Task directions
Wherever "grpcurl" appears in the records below, copy the line that holds it.

(Items listed in a dataset)

######

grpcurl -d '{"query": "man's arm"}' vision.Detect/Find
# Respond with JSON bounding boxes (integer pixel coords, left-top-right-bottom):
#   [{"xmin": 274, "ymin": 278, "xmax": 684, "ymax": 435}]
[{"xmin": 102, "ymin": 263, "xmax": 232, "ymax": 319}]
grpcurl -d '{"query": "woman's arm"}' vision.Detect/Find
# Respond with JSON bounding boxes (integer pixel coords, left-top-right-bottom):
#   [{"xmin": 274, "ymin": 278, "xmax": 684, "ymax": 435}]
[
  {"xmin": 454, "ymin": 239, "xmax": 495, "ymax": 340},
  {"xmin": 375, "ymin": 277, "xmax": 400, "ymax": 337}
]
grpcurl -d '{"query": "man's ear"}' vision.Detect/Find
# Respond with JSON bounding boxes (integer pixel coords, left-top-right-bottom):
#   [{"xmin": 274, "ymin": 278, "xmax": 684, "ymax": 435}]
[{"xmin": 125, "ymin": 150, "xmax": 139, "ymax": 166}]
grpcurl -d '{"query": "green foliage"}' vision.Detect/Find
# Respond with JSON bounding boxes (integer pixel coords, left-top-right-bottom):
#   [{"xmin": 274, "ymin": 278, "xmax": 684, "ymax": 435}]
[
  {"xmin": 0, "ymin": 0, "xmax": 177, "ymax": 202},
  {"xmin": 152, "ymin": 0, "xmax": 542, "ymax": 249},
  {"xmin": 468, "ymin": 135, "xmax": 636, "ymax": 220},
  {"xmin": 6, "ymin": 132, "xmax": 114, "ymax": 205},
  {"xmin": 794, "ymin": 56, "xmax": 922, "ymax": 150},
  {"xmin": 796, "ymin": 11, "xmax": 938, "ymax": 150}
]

######

Final answer
grpcurl -d '{"query": "man's arm"}' vision.Detect/Find
grpcurl -d '{"query": "woman's arm"}' vision.Detect/Find
grpcurl -d '{"query": "man's ear"}' vision.Detect/Find
grpcurl -d '{"query": "green foliage"}' vision.Detect/Find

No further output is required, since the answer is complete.